What needs to be done | All of the records below need to be written out exactly, but without the pictures.
____
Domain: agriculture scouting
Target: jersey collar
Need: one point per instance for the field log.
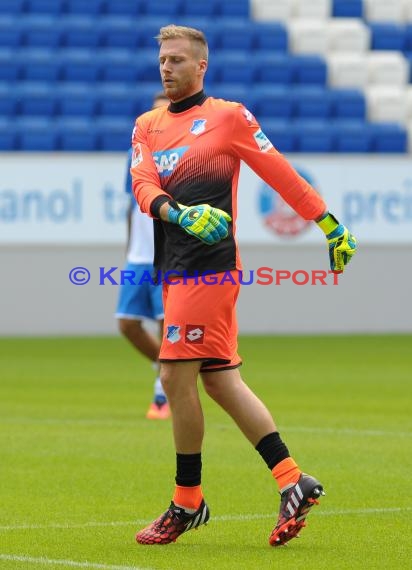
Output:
(185, 104)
____
Solution to the exercise |
Domain: agriculture scouting
Target: jersey collar
Need: one point per instance for the field log.
Output:
(185, 104)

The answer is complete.